§ Excerpted text:
──────────────────────────────

Defendant contends that because both parties are peregrini, jurisdiction can only be found if the cause of the action arose within the jurisdiction of this Court, it is that the contract contended for by plaintiff came into existence in Bloemfontein. Elaborating on the submissions, defendant argued that at the very least or very best for plaintiff annexure “B1”, contains a counteroffer by plaintiff, the acceptance whereof was communicated to and received as per plaintiff in annexure “B2”. Thus construed, the contract, so it was argued, came into existence in Lesotho, more particularly Maseru which is not within the area of jurisdiction of this Court.


[8] Annexure “A”, a letter to Stanfin addressed to plaintiff in Maseru reads:


“LNIC

Private Bag A65

MASERU

0100

Attention : Mr KC Babu

17 June 1998


Dear Mr Babu

RE : CAPITAL GUARANTEED GROWTH PLAN QUOTATION

We have pleasure in providing you with the following quotations:

Renewal Investment of R 16 Million

Guaranteed (After 3 Years) R25 278 400,00

I trust that the above will meet with your approval.

Yours faithfully


SLJ van Jaarsveldt

Consultant”


Annexure “B1”, a letter by Lesotho National Holdings Ltd reads:


LESOTHO NATIONAL INSURANCE HOLDINGS Ltd.


Standard Bank Financial Services

P.O. Box 3791

Bloemfontein

19 June 1998 Fax: 00 27 51 4470810


Dear Sirs


For the Attention of Mr. SLJ Van Jaarsveldt

Deposit of R 16 Million


We refer to your quotation of 17 June 1998 and in accordance with the quotation would like to renew the deposit for a further period of three years from the date of maturity on 8.6.1998 to 7.6.2001. We understand from your quotation that R.16 Million reinvested on 8.6.1998 will be guaranteed to have a value of R.25 278 400 on 7.6.2001.


Two certificates should be issued in the following manner:

1.

Name of Client Lesotho National Life Assurance Company Ltd

Corporate Bodies Pension Scheme

P Bag A 65 Maseru, Lesotho.

Amount Invested R 9 600 000.

Date Deposited 8.6.1998

Date of Maturity 7.6.2001

Guaranteed Maturity

Value R 15 167 040.


2.

Name of Client Lesotho National Life Assurance Company Ltd

Life Division

P Bag A 65 Maseru, Lesotho

Amount Invested R 6 400 000.

Date Deposited 8.6.1998

Date of Maturity 7.6.2001

Guaranteed Maturity

Value R 10 111 360.


Please confirm the above by signing and returning the duplicate of this letter.

──────────────────────────────

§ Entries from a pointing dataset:
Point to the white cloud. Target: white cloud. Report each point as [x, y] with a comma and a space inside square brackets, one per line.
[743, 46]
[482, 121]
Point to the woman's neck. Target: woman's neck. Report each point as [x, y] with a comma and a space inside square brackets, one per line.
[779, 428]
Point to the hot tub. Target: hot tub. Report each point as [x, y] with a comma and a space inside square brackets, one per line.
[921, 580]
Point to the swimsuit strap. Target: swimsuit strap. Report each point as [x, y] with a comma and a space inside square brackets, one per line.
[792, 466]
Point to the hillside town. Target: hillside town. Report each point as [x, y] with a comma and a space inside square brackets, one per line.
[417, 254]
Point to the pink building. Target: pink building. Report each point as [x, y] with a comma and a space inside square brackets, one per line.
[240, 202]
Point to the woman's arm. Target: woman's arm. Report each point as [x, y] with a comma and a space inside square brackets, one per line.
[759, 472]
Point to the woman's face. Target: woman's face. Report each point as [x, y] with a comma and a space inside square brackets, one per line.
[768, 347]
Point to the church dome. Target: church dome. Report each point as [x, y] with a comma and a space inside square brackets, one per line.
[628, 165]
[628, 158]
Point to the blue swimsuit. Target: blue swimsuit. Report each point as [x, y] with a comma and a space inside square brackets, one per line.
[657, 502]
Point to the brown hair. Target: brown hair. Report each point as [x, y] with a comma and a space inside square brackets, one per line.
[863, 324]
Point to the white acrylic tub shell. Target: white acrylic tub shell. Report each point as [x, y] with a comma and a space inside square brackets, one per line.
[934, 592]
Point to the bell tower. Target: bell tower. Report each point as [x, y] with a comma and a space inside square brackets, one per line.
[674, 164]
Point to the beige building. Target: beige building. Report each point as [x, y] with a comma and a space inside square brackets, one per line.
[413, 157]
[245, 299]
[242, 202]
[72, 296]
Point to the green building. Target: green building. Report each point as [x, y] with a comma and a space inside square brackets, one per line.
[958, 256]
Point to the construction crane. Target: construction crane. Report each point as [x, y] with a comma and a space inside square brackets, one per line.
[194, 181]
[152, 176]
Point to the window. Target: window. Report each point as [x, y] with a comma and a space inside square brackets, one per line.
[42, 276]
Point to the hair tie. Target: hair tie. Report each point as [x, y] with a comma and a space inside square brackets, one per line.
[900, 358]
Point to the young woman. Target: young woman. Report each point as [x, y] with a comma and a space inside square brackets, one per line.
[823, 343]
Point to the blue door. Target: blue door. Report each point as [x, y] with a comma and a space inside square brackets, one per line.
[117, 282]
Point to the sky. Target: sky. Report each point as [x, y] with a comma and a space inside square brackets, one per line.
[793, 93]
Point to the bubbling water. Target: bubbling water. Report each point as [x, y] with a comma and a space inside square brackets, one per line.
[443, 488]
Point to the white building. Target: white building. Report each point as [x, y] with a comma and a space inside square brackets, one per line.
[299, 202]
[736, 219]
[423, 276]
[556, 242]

──────────────────────────────

§ To do:
1) Summarize the judgment excerpt on jurisdiction in three sentences.
2) Extend the judgment excerpt on jurisdiction, picking up after its final sentence.

§ Answers to the exercises:
1) The defendant argues that because both parties are peregrini, the court has jurisdiction only if the contract arose in Bloemfontein. It contends that annexure "B1" at best contains the plaintiff's counteroffer, whose acceptance is recorded in annexure "B2", so the contract came into existence in Maseru, Lesotho, outside the court's jurisdiction. Annexure "A", dated 17 June 1998, quotes a renewal investment of R16 million guaranteed at R25 278 400,00 after three years, and annexure "B1", dated 19 June 1998 and sent to Standard Bank Financial Services in Bloemfontein, refers to that quotation in asking to renew the deposit from 8.6.1998 to 7.6.2001 and requests two certificates for R9 600 000 and R6 400 000.

2)
Yours faithfully


C.Khomari

Financial Controller.”


(My emphasis)


In response to annexure “B1” Stanfin by means of Van Jaarsveldt addressed per fax to plaintiff in Maseru as per annexure “B2” the following:


FAX


To: LNIC From: Louw van Jaarsveldt

Fax: 09266-310007 Pages: 1

Phone: 09266-313031 Date: 23/6/98

Re: Renewal Dep R16 million CC:


ͪ Urgent ͪ For Review ͪ Please Comment ͪ Please Reply ͪ Please Recycle


ATT Carol K. Khomari


Comments:


I acknowledge your fax dated 19/6/98 and confirm that the R16 million is renewed as requested from 8/6/1998.

Regarding the new deposit that is available on the 6/7/1998 I will personally be in Maseru at your office at 12:00.

We thank you for your support.”


[9] The evidence of Mr. Babu, the representative of the plaintiff and draughtsman of annexure “B1” is informative and conclusive regarding the intention of plaintiff (c.f. AUSSENKEHR FARMS (PTY) LTD v TRIO TRANSPORT CC 2002 (4) SA 483 (AA) at 493 paragraphs 24 and 25) in addressing annexure “B1” to Stanfin. His evidence in this regard reads:


You say in this letter, I refer to you as you the

drafter, that:

Lesotho National Insurance Holdings would like to renew the deposit for a further period of three years.’

You see that? --- Which number is that?

Page 83. I am reading from the second line of the body of the letter. --- Yes, we would like to renew the deposit for a further period of three years.

You say in the second sentence, which is in the third line:

We understand from your quotation …’

And so on. Do you see that? --- Yes.

Over the page, if you will turn to page 84. In the last sentence you say:

Please confirm the above.’

Does that mean that Lesotho National was seeking an acceptance of the proposal which was being put in this letter? --- Yes.

Because you knew that you needed to confirm the rate, did you not? --- The rate, there was no further confirmation required of the rate.

Well, you could not confirm a quotation three months later, could you? --- The quotation was not three months later.

I am putting to you a hypothetical situation. The letter containing the quotation was dated two days prior to this letter? --- Yes.

You know those letters from prior correspondence that there is much talk about rates changing on a daily basis? --- Yes.

So you knew that you required a confirmation from the institution that this proposal was acceptable to them, is that not right? --- Yes.

What is more, you required the investment to be done in a particular fashion, you wanted it in the name of two separate companies. Is that not right? --- Under the name of one company under two different funds.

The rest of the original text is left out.